Book Review: “Tributaries” by Aspen Everett

Image C/O Middle Creek Publishing

Tributaries: A Beautiful Opportunity to Lose Our Way

BY BRICE MAIURRO

The first thing I heard in these poems was a heartbeat. In his opening poem “All Water Has Perfect Memory”, an allusion to a Toni Morrison line, the rhythm for me was that same rhythm at the start of Dark Side of the Moon. The book begins with the sense of a heartbeat growing louder and louder each moment. Everett’s first collection of poetry, Tributaries, continues to carry that heartbeat, and the sorrow between its beats, throughout this literary confluence of moments. Moments among a greater sense of we, the ecological we.

In his poetry, Everett’s time is the earth’s time. These poems are not contained to the one-hundred-ish years of a human life but zoomed out and slowed down. They connect us to a very clear something greater than our singular journey as a human being on this planet. It is hard to tell where he ends and the rest of Mother Earth begins. He reminds us of this truth for all of us. The poems are in conversation with one another, compounding the complex yet approachable mezclado of this book. The Osage dance with the Cottonwoods dancing with the stream below them, all tributaries feeding into the heart of this poet. Everett is spellcasting here; calling in the healing of the earth and sounding the cautionary canary for its woes. 

In addition to spellcaster, Everett serves as field guide, death doula, and eternal student in these poems. These poems are “always hungry” to listen more. In these poems, our fellow living beings, the Great Horned Owl, Coyote, the Bison, are much more teacher than metaphor. There is an admirable equanimity in Everett’s work (and play). He explores the distance between here and home, where home is the same home we find in “eco-”. Everett, as are we, is water, in the words of Toni Morrison, “trying to get back to where it once was”.

“Poets, remember to listen”, says Everett in “Populus deltoides”, “to breathe in the vanilla of resin”. Everett has a knack for imagery (see lines like: “blue hunger”; “cloudless teeth”). He sets scenes magically, and then returns to the reader in a very direct and curious way, as if it were a conversation over a cup of shade grown coffee. I find the agrarian salt-of-the-earth wisdom of these poems reminiscent of Wendell Berry, a fellow poet captivated by the rural. Everett himself is from the “windtossed flatlands of southeast Kansas”, which he visits often in this collection. The poems are biography; confessional poetry of the landscapes and experiences that shaped him and his words. 

The poem “Geraniums” in particular stood out to me, with visceral lines like “a blackbird flies backwards from tinted window”. In very intentional moments, Everett captures the core of surrealism: not to immerse the reader in a dream, but to attempt to liberate our colonized minds. Everett has a poetic conviction. When he says “it is better to speak in chrysanthemums”, he speaks from experience. He “plants the seeds in the mouths of everyone” he meets.

Shorter poems like “Pine Trees Covered in Snow” show us that Everett can be potent while being concise. These interludes to longer readings act as heartpunches, steering the collection along.

○ ○ ○

*Set problem 1:* Reproduce the passage of the review starting with "Image C/O Middle" and going on through "the ecological we.".
*Set problem 2:*
Answer these questions from the review:
(a) What is the title of the opening poem of the collection?
(b) Which poet does the reviewer find the wisdom of these poems reminiscent of?
(c) According to the review, where is Everett from?

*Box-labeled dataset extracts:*
○ ○ ○

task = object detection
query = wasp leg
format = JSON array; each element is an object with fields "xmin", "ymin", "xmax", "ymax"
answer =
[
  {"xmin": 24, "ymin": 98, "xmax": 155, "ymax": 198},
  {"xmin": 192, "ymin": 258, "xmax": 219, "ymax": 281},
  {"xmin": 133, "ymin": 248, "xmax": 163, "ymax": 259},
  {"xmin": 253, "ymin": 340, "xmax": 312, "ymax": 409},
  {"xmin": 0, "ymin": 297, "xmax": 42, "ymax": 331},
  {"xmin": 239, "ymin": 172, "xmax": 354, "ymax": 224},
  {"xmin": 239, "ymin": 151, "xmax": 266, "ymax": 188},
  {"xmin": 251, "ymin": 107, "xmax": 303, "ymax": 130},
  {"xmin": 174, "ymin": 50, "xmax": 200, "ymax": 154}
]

○ ○ ○

*Exercise solution 1:*
Image C/O Middle Creek Publishing

Tributaries: A Beautiful Opportunity to Lose Our Way

BY BRICE MAIURRO

The first thing I heard in these poems was a heartbeat. In his opening poem “All Water Has Perfect Memory”, an allusion to a Toni Morrison line, the rhythm for me was that same rhythm at the start of Dark Side of the Moon. The book begins with the sense of a heartbeat growing louder and louder each moment. Everett’s first collection of poetry, Tributaries, continues to carry that heartbeat, and the sorrow between its beats, throughout this literary confluence of moments. Moments among a greater sense of we, the ecological we.

*Exercise solution 2:*
(a) "All Water Has Perfect Memory"
(b) Wendell Berry
(c) The "windtossed flatlands of southeast Kansas"